TASK GOAL: Your answer must be an exact copy of the lines from the one holding "Step 2 — find car rear windshield." through the last line of the entries below, with nothing added.

(Spatial localization data)
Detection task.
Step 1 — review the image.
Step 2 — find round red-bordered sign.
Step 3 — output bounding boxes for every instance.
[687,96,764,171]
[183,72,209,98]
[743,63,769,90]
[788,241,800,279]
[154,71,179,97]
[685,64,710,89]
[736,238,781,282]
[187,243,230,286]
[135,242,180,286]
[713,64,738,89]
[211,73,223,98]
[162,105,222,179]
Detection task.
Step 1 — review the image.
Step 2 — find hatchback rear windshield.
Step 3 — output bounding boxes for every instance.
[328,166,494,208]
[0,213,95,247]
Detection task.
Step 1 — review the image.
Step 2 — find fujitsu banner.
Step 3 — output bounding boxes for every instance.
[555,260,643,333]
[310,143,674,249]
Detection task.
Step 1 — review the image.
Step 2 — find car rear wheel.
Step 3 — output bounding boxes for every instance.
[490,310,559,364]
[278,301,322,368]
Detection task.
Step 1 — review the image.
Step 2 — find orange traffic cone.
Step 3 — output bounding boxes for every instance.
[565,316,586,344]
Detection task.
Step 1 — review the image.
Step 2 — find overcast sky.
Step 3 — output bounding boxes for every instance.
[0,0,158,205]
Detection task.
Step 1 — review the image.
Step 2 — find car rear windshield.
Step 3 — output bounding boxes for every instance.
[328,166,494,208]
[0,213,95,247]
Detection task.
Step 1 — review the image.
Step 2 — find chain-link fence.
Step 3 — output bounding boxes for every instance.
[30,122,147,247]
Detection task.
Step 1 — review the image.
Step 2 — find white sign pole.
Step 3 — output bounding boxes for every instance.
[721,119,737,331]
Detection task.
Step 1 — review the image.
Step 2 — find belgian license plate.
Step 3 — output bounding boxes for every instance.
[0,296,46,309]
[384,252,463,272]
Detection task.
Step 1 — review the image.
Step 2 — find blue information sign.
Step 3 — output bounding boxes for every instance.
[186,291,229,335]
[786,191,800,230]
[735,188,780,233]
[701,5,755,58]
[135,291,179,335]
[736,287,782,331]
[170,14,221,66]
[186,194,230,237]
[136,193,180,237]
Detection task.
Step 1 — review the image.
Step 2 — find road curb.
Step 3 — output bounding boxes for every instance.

EXPECTED ANSWER:
Step 2 — find car rear windshield.
Step 3 — output bounding boxes for every instance.
[328,166,494,208]
[0,213,95,247]
Detection task.
Step 1 — review the image.
Step 2 — find chain-link fence.
Step 3 — output bounding boxes for every instance.
[30,122,147,247]
Detection task.
Step 1 — review the image.
Step 2 — find white sign pole.
Step 3 — output bounding boxes for every instance.
[721,119,737,331]
Detection task.
Step 1 — review the image.
Step 2 — find belgian license plate.
Step 3 — output bounding boxes for every instance.
[0,296,46,309]
[384,252,463,272]
Detection task.
Step 1 — review the image.
Step 2 — find blue information sign.
Step 3 — output bounding boxes for every instance.
[186,291,229,335]
[786,191,800,230]
[735,188,780,233]
[701,5,755,58]
[135,291,179,335]
[736,287,782,331]
[170,14,221,66]
[186,194,230,237]
[136,193,180,237]
Detection task.
Step 1 — review the image.
Step 2 — find road curb.
Step 3 — output bounding boxes for every instance.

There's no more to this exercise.